İstenenler:
1 – Sokakların yıkanmasını anlatan metne göre temizlik işçilerine çay ikram eden kimdir?
2 – Aşağıdaki ifadelerin sokakların yıkanmasını anlatan metinle örtüşüp örtüşmediğini belirleyiniz. Her biri için evet ya da hayır deyip kararınızı dayandırdığınız sözleri metinden aynen aktarınız.
(a) Karşı komşu, sokağın yıkanmasını camını açarak izledi.
(b) Sokaklar yıkanırken hortumdan bol miktarda su fışkırtılır.
(c) Vergi dairesinde hiç sıra yoktu.
3 – Sokakların yıkanmasını anlatan metni kaldığı yerden sürdürünüz.
═══ Verilen Metin
Su sesi duyup camdan baktım. Temizlik işçileri sokağı yıkıyordu. Hava serin olmasına rağmen camdan izledim işleri bitene kadar. Karşı komşu da baktı sonra. O, camı açmadı. Belki de üşüyordu. Sokakların basınçlı hortumla yıkanmasını izlemeye bayılırım ben. Size de böyle olur mu?
Sokaklar yıkanırken, hortumdan çok az su fışkırtılır aslında. Ama öyle basınçlıdır ki o su, bütün çöpleri öne doğru sürükler. Hortumu tutan kişi ilerledikçe, geride ıslak bir temizlik kalır. Neden severim bunu izlemeyi? Bilmem. Belki de bir çeşit arınma hissi gelir içime o anlarda. Bir anlığına dünya güzelleşir sanki!
İzlerken, yerden havalanan izmaritleri kimlerin attığı düşüncesi bir an gelir; sonra suyun kaldırma kuvvetinin etkisiyle geçer gider aklımdan. Normalde kızarım izmariti yere atanlara. Ama böylesi anlarda, sokaklar temizlenirken yani; içim de arındığı için midir nedir, hiç öyle kötü şeyler düşünesim gelmez.
Temizlik işçilerine bakkal Ali Abi’nin çay ikram etmesi sonra… Nasıl huzur dolu bir andır o…
“Her şey, tam da olması
gerektiği gibi duygusu…” Bence paha biçilemez buna.
Vergi dairesine gittim sonra. Hiç sıra yoktu. Soruma yanıt veremedi memur. “Siz nasıl ki hastalanınca hastaneye gidiyorsanız bu soruyu da SSK’ya sormalısınız” dedi. Tane tane, cahile anlatır gibi anlattı. Çok kızmadım, biraz hayal kırıklığı oldu. “Ama size yönlendirdiler” dedim. “Yanlış yapmışlar” dedi. Yine kızmadım çok, böyle oldu işte ne yapalım...
Eve geldim sonra. SSK’yı aradım. ALO 170. Hemen açıldı telefon.
“Size nasıl yardımcı olabilirim,
adım Furkan” dedi medenî bir ses.
══════
═══ Sunulan Malzeme
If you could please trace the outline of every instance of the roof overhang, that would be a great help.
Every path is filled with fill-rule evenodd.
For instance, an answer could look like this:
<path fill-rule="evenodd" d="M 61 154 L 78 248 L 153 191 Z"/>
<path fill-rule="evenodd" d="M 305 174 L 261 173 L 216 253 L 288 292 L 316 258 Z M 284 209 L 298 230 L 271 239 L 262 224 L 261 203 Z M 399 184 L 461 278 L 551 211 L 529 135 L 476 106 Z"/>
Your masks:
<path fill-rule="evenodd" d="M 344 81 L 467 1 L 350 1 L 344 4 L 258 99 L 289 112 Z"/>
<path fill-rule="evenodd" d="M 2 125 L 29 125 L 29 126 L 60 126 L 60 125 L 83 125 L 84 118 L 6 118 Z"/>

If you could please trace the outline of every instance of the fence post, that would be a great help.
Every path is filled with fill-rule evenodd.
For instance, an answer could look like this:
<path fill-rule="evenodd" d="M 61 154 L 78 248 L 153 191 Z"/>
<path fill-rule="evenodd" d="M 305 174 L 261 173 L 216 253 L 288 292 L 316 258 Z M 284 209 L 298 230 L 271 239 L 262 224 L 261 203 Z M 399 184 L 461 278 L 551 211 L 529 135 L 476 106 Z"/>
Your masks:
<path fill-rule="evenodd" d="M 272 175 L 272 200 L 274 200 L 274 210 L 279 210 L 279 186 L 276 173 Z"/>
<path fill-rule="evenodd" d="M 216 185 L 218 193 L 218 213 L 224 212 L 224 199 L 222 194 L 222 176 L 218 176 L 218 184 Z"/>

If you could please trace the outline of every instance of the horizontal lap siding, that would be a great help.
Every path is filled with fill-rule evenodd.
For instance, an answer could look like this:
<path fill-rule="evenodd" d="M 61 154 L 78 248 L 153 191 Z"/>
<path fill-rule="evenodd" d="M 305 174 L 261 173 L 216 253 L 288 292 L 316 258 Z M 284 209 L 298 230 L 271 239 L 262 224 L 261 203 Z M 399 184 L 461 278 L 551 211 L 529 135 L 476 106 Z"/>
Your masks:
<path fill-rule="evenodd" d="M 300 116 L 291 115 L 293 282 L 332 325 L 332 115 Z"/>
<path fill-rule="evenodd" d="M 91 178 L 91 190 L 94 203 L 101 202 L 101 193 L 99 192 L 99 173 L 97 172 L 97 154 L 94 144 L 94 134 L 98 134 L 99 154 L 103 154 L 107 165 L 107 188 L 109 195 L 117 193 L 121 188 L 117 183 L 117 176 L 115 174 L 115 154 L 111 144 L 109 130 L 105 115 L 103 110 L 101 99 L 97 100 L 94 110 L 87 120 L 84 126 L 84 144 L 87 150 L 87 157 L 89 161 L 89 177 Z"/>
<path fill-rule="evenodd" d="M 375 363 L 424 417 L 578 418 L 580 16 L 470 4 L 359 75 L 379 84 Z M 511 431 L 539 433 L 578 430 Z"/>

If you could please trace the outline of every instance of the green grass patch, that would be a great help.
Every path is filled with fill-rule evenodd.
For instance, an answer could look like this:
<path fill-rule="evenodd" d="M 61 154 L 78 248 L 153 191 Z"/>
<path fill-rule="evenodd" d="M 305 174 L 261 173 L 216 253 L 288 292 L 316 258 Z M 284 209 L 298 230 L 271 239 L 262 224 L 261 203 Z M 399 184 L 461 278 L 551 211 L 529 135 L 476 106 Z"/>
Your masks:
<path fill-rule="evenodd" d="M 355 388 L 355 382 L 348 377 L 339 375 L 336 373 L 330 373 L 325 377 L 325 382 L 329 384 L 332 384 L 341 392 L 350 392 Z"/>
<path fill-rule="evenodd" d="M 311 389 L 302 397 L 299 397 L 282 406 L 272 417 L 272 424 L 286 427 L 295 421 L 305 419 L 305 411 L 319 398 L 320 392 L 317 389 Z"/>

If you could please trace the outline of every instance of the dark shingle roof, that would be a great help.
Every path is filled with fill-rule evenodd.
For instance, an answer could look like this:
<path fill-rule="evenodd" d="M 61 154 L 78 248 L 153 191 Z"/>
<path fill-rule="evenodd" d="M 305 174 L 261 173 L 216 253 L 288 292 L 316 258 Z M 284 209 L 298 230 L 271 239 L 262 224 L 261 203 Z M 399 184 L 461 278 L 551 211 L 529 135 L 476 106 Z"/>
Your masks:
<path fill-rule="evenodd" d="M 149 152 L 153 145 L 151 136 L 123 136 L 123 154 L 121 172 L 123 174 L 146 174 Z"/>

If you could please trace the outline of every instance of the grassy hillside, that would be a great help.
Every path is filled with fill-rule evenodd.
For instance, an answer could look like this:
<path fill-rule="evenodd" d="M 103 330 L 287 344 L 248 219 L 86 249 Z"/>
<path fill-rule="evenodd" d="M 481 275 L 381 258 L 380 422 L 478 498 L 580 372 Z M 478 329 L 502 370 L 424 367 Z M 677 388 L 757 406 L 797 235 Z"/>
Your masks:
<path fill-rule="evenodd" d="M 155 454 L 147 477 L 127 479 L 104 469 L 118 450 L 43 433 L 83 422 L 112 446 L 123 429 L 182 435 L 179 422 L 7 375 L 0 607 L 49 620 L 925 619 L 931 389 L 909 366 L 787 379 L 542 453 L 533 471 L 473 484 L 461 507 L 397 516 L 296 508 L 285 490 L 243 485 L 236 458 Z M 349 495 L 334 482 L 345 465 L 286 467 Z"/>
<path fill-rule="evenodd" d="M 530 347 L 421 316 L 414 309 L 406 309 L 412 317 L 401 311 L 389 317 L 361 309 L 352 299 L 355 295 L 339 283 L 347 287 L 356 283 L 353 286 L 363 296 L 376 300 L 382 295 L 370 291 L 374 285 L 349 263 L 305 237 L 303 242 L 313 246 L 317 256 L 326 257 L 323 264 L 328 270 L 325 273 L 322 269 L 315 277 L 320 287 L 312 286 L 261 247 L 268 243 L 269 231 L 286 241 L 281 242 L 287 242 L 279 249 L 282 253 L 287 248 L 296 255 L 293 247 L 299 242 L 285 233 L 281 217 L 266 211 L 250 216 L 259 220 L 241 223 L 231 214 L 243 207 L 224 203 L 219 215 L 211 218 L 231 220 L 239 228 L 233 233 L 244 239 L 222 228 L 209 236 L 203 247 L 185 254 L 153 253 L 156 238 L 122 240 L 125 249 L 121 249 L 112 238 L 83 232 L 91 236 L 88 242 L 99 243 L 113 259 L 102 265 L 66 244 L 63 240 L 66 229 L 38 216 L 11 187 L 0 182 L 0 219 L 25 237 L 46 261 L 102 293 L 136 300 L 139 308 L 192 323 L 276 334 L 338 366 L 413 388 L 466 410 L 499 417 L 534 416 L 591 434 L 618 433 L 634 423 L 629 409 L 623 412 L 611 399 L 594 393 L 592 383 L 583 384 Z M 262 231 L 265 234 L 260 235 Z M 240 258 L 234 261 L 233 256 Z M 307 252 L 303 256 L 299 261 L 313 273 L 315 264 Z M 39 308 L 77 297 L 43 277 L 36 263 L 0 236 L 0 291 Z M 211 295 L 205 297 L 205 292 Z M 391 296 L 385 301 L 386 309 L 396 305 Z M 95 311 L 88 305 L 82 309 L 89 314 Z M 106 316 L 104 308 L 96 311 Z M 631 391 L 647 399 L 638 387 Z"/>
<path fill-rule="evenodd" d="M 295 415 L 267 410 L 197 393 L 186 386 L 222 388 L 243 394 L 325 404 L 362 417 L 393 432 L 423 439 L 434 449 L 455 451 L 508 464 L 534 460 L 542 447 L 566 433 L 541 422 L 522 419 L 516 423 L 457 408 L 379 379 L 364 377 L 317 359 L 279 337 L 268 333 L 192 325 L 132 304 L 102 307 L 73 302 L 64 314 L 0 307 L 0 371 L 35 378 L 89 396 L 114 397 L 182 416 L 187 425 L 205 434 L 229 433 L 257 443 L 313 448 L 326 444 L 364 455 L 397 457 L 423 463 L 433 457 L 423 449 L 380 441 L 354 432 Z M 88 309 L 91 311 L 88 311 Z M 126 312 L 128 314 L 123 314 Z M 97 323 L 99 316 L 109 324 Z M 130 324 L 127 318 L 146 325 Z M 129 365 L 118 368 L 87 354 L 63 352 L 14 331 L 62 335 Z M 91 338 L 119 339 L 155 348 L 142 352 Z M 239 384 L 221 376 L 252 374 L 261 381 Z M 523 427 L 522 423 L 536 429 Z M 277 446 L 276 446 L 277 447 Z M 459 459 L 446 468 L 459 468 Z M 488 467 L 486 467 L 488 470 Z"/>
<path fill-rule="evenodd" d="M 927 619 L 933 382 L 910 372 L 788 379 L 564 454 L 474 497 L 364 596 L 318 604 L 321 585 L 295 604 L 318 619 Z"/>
══════
Çözümlü Sorular:
1 – Bakkal Ali Abi.

2 –
(a) Hayır: "O, camı açmadı."
(b) Hayır: "hortumdan çok az su fışkırtılır aslında."
(c) Evet: "Hiç sıra yoktu."

3 –
Derdimi anlattım, “Birkaç dakika
bekletelim sizi” dedi, “Elbette” dedim. Birkaç dakika sonra son derece pozitif ve
kibar bir yaklaşımla ve özetle tam da sorumun yanıtını verdi. “Şahane bir
şekilde yanıtladınız, çok teşekkür ederim” dedim. Umarım bu ses kaydını amiri
dinliyordur ve umarım Furkan Bey’e çok zam yapar. Saygılı ve bilgili olduğu
için. Yaa bak işte! Eğer vergi dairesinde sorumun yanıtını alabilseydim, SSK’yı
aramazdım. SSK’yı aramayınca da Furkan Bey gibi işini iyi yapan, saygılı ve
bilgili bir memurun varlığından haberdar olmaz ve kendimi böyle iyi hissetmezdim.
Sonuç olarak ben bugün hayata pozitif
baktım.
Aslında kayda değer bir şey yoktu
günümde.
Ama pozitif baktığım için pozitif
şeyler gördüm.
Ben bugün sebepsizmiş gibi görünen
küçük mutluluklar yaşadım...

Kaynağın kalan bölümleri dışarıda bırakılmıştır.